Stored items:
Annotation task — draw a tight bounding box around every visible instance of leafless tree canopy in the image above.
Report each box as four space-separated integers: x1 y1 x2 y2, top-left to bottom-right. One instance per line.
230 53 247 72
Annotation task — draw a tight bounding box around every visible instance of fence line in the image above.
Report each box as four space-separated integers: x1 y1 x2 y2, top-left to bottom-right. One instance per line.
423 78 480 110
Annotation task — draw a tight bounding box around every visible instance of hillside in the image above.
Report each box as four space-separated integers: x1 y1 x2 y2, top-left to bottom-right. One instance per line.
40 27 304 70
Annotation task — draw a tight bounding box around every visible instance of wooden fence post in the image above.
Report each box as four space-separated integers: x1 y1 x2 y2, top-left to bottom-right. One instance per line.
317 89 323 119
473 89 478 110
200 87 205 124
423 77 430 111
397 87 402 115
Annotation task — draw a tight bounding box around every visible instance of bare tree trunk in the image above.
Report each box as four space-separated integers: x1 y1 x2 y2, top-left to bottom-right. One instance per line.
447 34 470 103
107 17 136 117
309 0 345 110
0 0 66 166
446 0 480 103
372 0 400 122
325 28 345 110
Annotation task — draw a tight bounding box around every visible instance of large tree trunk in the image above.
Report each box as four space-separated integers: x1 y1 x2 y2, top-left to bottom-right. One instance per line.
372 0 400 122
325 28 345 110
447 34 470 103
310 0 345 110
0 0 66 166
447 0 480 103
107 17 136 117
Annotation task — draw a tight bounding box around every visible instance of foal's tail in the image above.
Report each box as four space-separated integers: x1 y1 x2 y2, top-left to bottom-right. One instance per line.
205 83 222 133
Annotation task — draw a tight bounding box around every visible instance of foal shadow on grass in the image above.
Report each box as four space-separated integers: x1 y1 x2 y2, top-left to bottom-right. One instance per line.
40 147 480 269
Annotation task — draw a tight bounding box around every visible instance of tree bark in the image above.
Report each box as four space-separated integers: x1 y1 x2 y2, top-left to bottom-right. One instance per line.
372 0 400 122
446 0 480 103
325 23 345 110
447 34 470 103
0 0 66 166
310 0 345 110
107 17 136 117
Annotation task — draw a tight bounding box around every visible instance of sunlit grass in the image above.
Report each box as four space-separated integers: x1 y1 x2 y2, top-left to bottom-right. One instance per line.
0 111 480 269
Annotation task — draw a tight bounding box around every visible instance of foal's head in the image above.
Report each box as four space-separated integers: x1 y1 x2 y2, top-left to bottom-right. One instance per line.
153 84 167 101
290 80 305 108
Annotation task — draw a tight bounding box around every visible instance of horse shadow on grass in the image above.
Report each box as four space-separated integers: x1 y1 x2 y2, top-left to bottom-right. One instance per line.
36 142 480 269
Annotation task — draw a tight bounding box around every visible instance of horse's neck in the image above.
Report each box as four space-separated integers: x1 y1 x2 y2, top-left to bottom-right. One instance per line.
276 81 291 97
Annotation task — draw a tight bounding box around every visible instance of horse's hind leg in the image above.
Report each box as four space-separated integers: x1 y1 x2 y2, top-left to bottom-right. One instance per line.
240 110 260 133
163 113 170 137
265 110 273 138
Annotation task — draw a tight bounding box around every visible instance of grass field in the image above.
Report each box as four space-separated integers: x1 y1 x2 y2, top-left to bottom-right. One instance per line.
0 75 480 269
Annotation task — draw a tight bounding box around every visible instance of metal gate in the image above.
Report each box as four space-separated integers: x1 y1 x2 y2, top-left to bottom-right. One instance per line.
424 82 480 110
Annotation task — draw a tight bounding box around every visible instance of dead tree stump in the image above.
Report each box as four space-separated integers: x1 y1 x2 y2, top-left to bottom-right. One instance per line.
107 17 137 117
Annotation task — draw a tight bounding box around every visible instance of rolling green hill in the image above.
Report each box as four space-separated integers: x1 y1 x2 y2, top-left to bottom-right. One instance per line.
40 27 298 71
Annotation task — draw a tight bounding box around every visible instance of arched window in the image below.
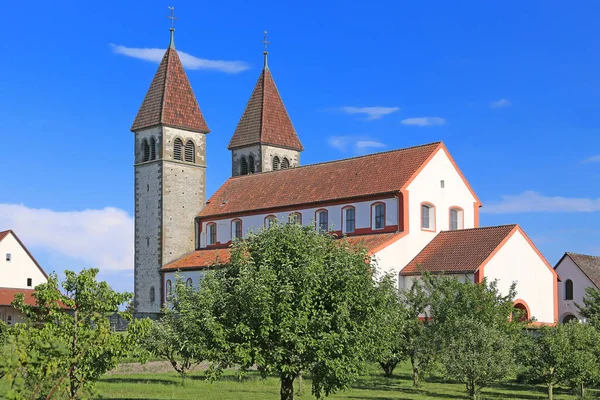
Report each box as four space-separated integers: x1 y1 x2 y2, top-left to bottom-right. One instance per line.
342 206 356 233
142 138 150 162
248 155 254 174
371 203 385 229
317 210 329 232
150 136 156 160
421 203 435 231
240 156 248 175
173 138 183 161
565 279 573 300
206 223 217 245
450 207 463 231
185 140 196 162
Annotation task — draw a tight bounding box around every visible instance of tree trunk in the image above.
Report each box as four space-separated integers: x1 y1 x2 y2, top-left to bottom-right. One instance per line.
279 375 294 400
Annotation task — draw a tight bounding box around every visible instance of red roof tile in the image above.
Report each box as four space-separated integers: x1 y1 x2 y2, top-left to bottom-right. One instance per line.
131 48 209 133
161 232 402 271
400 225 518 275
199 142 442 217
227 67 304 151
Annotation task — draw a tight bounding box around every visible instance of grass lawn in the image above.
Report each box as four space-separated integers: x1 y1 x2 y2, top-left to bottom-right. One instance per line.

Requirement ->
Recast the items above as a numbered list, omitting any blank lines and leaving the pictures out of your answer.

The completed task ->
1. Annotation task — draw a tight bounding box around every visible instance of leafless tree canopy in the image above.
2. Report each box as four space-separated integers: x1 y1 x2 y2, top-left to bottom-right. One instance per line.
3. 230 53 247 72
4. Annotation task — draw a tight bounding box around every visible instance of fence line in the image above.
5. Report each box as four space-separated integers: x1 y1 x2 y2, top-left to bottom-right. One instance per line.
6. 423 78 480 110
7. Annotation task — draw a tight bounding box around every visible instance of hillside in the image above.
8. Report each box as four space-separated integers: x1 y1 x2 y2, top-left to bottom-right. One instance per line.
9. 40 27 304 70
10. Annotation task — draw a tight bounding box around every visible instance of wooden fence post in the image above.
11. Report each box as four space-separated integers: x1 y1 x2 y2, top-left to bottom-right. One instance per line.
12. 317 89 323 119
13. 473 89 478 110
14. 200 87 205 124
15. 423 77 430 111
16. 397 87 402 115
17. Annotation task — draw a tight bounding box around every visible instance of bare tree trunk in the image above.
18. Report each box as four space-separated integers: x1 y1 x2 y2, top-left to bottom-right. One instance per line.
19. 447 34 470 103
20. 107 17 136 117
21. 309 0 345 110
22. 0 0 66 166
23. 446 0 480 103
24. 372 0 400 122
25. 325 28 345 110
26. Annotation task — draw a tight bounding box around every visible instance of large tree trunk in the image above.
27. Report each box as four space-separated integers: x1 y1 x2 y2, top-left to bottom-right. One instance per line.
28. 372 0 400 122
29. 325 28 345 110
30. 447 34 470 103
31. 310 0 345 110
32. 0 0 66 166
33. 447 0 480 103
34. 107 17 136 117
35. Annotation task — draw a tight bounding box around every visible instance of foal's tail in the image above.
36. Report each box as four space-separated integers: x1 y1 x2 y2, top-left to bottom-right. One instance per line.
37. 205 83 222 133
38. Annotation task — draw a tight bounding box around every visible instance of foal shadow on grass in the image above.
39. Report each box as four space-separated integers: x1 y1 x2 y2, top-left to bottom-right. One instance per line.
40. 40 147 480 269
41. Annotation task — draw a tight bounding box around every visible instance of tree bark in the image above.
42. Report each box as four space-separated integers: x1 y1 x2 y2, top-left to bottom-right. One instance per line.
43. 372 0 400 122
44. 446 0 480 103
45. 325 23 345 110
46. 447 34 470 103
47. 0 0 66 166
48. 310 0 345 110
49. 107 17 136 117
50. Annotation task — draw a tight bounding box around every visible instance of sunlit grass in the image above.
51. Report each box as four space-separated integers: x1 y1 x2 y2, top-left to bottom-right. One instance per line.
52. 0 111 480 269
53. Annotation task — draw a tight bounding box around every visible instance of foal's head in the image above.
54. Report each box as four space-separated integers: x1 y1 x2 y2, top-left to bottom-right. One instance per line.
55. 153 84 167 101
56. 290 80 305 108
57. Annotation task — draw a tight bounding box around every visible instance of horse shadow on grass in the image above.
58. Report each box as four space-separated integers: x1 y1 x2 y2, top-left to bottom-right. One instance per line.
59. 36 142 480 269
60. Annotation task — draw a tight bounding box around every visible instance of horse's neck in the image above.
61. Report each box as four space-separated integers: x1 y1 x2 y2, top-left to bottom-right. One instance per line.
62. 276 81 291 97
63. Annotation task — draw a tight bounding box around every visible instance of horse's hind leg in the image above.
64. Report each box as four space-separated integers: x1 y1 x2 y2, top-left to bottom-right. One instance per line.
65. 240 110 260 133
66. 163 113 170 137
67. 265 110 273 138
68. Annotation task — draw a tight bounding box around every visible instance of grass field in the image above.
69. Report each box as four space-separated integers: x1 y1 x2 y2, top-left to bottom-right. One instance per line.
70. 0 75 480 269
71. Annotation task — draw a tight bounding box around every visible instance of metal gate in the image above.
72. Report each box as four space-separated integers: x1 y1 x2 y2, top-left to bottom-right. One instance per line.
73. 424 82 480 110
74. Annotation task — draw a tight bounding box around every visible instance of dead tree stump in the image above.
75. Report each box as four space-separated integers: x1 y1 x2 y2, top-left to bottom-right. One instance per line.
76. 107 17 137 117
77. Annotation task — draw a tight bounding box around every visible instance of rolling green hill in the image above.
78. Report each box as four space-separated integers: x1 y1 x2 y2, top-left to bottom-right. One instance per line.
79. 40 27 298 71
80. Annotation task — draw a tight bounding box around every visible instance of arched window in the image below.
81. Report each box as four space-separated integers: x1 y1 x2 y2, top-left to bottom-right. One instance per line.
82. 342 206 356 233
83. 142 138 150 162
84. 248 155 254 174
85. 371 203 385 229
86. 317 210 329 232
87. 150 136 156 160
88. 421 203 435 231
89. 240 156 248 175
90. 173 138 183 161
91. 565 279 573 300
92. 206 223 217 245
93. 450 207 463 231
94. 185 140 196 162
95. Annotation task — draw a tight bounding box around every visible instance of tree trunk in the image above.
96. Report each box as four space-separated integers: x1 y1 x2 y2, top-left to bottom-right. One instance per line.
97. 279 375 294 400
98. Annotation task — draw a tight bounding box around every visible instance of red roof tile in the image above.
99. Report each box as four space-separated integers: x1 y1 x2 y2, top-left to bottom-right. One instance per line.
100. 131 48 209 133
101. 161 232 402 271
102. 400 225 518 275
103. 199 142 442 217
104. 227 67 304 151
105. Annotation task — draw a tight bounding box around every visible instance of grass lawn in the image above.
106. Report each box as four space-separated integers: x1 y1 x2 y2, top-left to bottom-right. One instance per line.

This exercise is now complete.